*CONSIGNE 1*
Indiquez si chacune des affirmations suivantes concorde avec l'entretien sur le CNES : (a) en robotique collaborative, le CNES en est au stade préliminaire ; (b) les assistants virtuels avec IA sont développés par le CNES lui-même ; (c) le principe de Nostradamus a été breveté. Répondez par oui ou non et citez chaque fois les mots décisifs de l'entretien.
*CONSIGNE 2*
D'après l'entretien sur le CNES, à quel moment de la journée le robot s'occuperait-il de faire les analyses ?
*CONSIGNE 3*
Reprenez l'entretien sur le CNES là où il s'arrête et poursuivez-le.

*EXTRAIT*
──────

IA & Industrie 4.0 : les applications IIoT développées au sein du Centre National d'Études Spatiales
Éric Morand, chef du service calcul, ingénierie logicielle et valorisation des données au sein du Centre National d’Études Spatiales (CNES), situé à Toulouse, a répondu à nos questions autour des applications de l’industrie 4.0 développées dans les murs du fief spatial français. Il nous a particulièrement éclairés sur les projets IIoT qui y sont menés en termes de maintenance prédictive et d’environnement ainsi que sur les technologies utilisées.
Pouvez-vous nous présenter certains projets 4.0 du CNES liés à la robotique collaborative ainsi qu’à la maintenance prédictive au sein de vos 5 domaines d’intervention (lanceurs, sciences, l’observation, les télécommunications, la défense) ?
En termes de robotique collaborative, nous en sommes au stade préliminaire avec quelques tests de robots. Nous menons des travaux en partenariat avec des industriels majeurs sur des problématiques d’intégration de satellites. Lorsque nous sommes en train de monter un satellite avec des instruments à l’intérieur par exemple, nous aimerions y introduire un robot muni d’une caméra qui va vérifier si les vis et les câbles ont bien été positionnés. Cela permettrait d’avoir des informations sur l’état d’avancement du satellite, s’il est compatible au plan initial d’intégration décidé en amont. Le travail pourrait donc se dérouler en binôme puisque l’humain travaillerait sur le satellite en journée tandis que le robot s’occuperait de faire les analyses la nuit.
Côté sciences, nous pourrons introduire des robots collaboratifs dans le cadre du projet Spaceship, un projet visant à combiner un ensemble de technologies afin de permettre l’installation et l’utilisation de futures bases lunaires et martiennes. Au CNES, des études ont été menées pour que des caméras optiques puissent reproduire l’environnement en 3D, ceci afin de permettre à des futurs Rovers de se déplacer en toute autonomie. Nous travaillons également sur l’introduction d’assistants virtuels avec IA, développés par la société Spoon, pour gérer au mieux les ressources d’une base.
Concernant nos projets de maintenance prédictive dans le domaine de l’observation, nous avons développé un démonstrateur appelé “Nostradamus” permettant de détecter des signaux faibles, annonciateurs d’anomalies à bord des satellites. Cet outil est utilisé sur la filiale d’observation de la Terre “Pléiades” qui réalise le suivi de toute la télémétrie de nos satellites. C’est une technologie qui fonctionne très bien, le principe a été breveté et est même utilisé par certains opérateurs téléphoniques pour faire la maintenance prédictive de leur corps de réseau.

──────

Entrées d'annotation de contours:
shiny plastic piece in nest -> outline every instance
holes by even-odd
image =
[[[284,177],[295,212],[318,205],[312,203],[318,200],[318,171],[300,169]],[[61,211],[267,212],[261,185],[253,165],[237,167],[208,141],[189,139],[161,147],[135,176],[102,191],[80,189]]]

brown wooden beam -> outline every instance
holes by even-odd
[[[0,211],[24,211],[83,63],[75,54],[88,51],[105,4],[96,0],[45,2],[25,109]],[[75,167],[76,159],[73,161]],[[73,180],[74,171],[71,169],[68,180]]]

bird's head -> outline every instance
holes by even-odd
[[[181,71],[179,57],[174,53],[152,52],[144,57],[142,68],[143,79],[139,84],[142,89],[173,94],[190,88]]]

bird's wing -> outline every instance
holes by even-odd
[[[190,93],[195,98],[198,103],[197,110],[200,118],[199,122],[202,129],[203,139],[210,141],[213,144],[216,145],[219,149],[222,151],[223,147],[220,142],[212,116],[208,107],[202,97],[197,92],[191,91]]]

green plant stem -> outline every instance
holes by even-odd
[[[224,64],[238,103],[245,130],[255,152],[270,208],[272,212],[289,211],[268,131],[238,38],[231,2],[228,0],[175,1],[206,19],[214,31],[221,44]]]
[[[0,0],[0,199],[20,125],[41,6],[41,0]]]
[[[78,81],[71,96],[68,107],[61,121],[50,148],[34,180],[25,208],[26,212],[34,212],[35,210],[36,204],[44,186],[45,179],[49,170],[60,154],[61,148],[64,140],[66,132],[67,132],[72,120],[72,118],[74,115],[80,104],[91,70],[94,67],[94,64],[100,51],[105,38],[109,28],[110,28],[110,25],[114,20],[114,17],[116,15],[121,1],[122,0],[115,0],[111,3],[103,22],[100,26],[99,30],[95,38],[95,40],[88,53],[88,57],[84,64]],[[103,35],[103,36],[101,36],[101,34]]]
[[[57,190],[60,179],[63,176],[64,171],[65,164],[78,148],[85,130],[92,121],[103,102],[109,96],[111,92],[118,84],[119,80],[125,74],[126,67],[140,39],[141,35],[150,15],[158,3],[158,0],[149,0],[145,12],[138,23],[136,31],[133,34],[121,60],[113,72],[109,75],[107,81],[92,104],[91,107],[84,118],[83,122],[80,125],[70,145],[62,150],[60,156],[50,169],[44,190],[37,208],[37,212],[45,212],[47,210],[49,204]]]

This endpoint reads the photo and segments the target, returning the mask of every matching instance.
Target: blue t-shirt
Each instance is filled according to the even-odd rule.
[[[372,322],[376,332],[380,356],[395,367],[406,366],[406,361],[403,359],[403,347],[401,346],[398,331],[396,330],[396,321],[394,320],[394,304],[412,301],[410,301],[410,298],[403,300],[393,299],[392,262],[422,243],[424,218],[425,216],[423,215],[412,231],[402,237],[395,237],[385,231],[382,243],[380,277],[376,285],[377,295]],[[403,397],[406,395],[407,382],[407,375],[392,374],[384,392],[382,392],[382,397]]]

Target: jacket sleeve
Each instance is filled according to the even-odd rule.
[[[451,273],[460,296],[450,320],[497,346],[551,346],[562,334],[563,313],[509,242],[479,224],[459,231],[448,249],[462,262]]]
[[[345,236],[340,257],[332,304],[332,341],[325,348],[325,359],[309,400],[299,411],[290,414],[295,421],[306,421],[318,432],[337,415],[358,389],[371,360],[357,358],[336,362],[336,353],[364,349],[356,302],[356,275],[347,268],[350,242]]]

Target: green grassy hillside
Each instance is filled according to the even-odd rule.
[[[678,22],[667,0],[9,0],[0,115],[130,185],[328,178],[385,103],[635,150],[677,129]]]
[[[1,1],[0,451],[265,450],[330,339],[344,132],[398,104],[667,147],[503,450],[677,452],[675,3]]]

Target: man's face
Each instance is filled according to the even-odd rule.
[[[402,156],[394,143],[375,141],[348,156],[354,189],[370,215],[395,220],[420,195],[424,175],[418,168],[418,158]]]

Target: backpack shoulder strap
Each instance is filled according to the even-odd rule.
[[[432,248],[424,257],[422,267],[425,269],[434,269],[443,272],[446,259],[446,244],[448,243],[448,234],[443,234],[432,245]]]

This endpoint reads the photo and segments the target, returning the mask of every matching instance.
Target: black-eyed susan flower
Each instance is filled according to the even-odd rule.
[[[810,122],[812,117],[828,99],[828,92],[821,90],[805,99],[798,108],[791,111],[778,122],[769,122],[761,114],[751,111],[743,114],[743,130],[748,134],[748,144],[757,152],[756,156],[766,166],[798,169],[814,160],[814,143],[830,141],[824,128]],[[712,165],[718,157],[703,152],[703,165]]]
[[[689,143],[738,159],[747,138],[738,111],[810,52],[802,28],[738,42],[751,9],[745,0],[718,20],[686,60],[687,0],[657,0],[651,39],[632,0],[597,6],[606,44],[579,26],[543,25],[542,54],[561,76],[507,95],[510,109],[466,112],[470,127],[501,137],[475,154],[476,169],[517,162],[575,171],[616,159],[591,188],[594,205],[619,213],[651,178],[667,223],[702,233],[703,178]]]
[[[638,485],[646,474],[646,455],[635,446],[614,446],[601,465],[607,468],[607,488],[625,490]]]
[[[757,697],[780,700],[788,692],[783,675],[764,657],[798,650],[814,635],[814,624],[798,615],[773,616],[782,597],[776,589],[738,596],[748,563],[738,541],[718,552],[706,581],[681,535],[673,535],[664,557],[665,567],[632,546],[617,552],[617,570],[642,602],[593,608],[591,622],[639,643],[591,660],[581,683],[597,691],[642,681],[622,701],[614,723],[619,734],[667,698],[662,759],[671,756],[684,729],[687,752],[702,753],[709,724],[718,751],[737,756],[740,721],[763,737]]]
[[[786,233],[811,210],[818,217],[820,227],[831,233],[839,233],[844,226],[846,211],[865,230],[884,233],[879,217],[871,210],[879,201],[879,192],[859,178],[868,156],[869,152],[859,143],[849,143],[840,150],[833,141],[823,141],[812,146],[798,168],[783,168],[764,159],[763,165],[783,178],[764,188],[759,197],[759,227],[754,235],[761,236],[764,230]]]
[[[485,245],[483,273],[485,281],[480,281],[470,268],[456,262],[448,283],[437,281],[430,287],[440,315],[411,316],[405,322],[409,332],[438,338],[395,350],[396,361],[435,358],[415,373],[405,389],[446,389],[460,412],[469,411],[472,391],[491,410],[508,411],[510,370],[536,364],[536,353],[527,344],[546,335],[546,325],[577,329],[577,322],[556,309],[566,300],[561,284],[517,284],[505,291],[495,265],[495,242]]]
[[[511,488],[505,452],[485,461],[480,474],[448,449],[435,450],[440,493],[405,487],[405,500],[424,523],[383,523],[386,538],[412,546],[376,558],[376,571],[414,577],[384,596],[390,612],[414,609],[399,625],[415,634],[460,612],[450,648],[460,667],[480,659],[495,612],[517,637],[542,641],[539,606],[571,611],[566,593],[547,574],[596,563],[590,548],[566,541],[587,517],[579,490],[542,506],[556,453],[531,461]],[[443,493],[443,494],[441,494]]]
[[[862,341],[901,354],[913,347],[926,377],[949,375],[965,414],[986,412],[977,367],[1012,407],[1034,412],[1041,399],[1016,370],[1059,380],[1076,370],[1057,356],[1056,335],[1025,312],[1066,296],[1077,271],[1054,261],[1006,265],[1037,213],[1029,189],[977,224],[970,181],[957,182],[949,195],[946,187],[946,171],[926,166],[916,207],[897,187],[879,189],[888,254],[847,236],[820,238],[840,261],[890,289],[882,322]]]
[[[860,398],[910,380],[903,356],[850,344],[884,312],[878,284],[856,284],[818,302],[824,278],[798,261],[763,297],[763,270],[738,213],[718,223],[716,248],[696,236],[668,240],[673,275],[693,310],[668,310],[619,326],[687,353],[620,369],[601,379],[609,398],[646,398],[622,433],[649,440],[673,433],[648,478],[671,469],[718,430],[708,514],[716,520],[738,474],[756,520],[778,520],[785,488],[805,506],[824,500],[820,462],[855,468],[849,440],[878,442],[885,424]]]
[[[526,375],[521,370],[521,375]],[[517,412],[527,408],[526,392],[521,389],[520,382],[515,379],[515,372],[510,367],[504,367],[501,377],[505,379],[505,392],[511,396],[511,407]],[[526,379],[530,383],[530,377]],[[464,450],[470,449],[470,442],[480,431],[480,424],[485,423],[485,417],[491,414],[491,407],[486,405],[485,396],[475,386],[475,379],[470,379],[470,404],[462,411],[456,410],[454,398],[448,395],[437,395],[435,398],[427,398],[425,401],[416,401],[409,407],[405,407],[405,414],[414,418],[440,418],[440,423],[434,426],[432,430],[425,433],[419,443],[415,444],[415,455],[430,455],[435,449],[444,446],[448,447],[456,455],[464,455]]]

──────

*RÉPONSE 1*
(a) Oui : « nous en sommes au stade préliminaire avec quelques tests de robots »
(b) Non : « développés par la société Spoon »
(c) Oui : « le principe a été breveté »

*RÉPONSE 2*
La nuit.

*RÉPONSE 3*
Nous tentons désormais de faire évoluer cette technologie de deux façons : d’une part, en prenant en compte l’environnement afin d’être plus précis et éviter de fausses détections d’anomalies et d’autre part en dotant le système d’algorithmes d’intelligence artificielle afin qu’il puisse réapprendre de lui même automatiquement et ainsi gagner en efficacité. Nous travaillons aussi avec nos partenaires industriels sur la détection de défauts dans la chaîne de fabrication des satellites. Cela peut concerner par exemple des problèmes de soudures ou de micro-coupures sur des câbles.
Du côté des lanceurs, il faut savoir qu’il se produit entre 8 et 10 lancements par an (hors pandémie) sur la base de lancement du Centre Spatial Guyanais (CSG). Les trois lanceurs utilisés sont Ariane, Soyouz et Vega. Nous n’avons pas un volume conséquent de données issues des lancements, la télémesure est extrêmement restreinte avec un débit très faible donc c’est assez compliqué de faire de la prédiction d’anomalies avec de l’IA en se basant sur le peu de données que nous avons.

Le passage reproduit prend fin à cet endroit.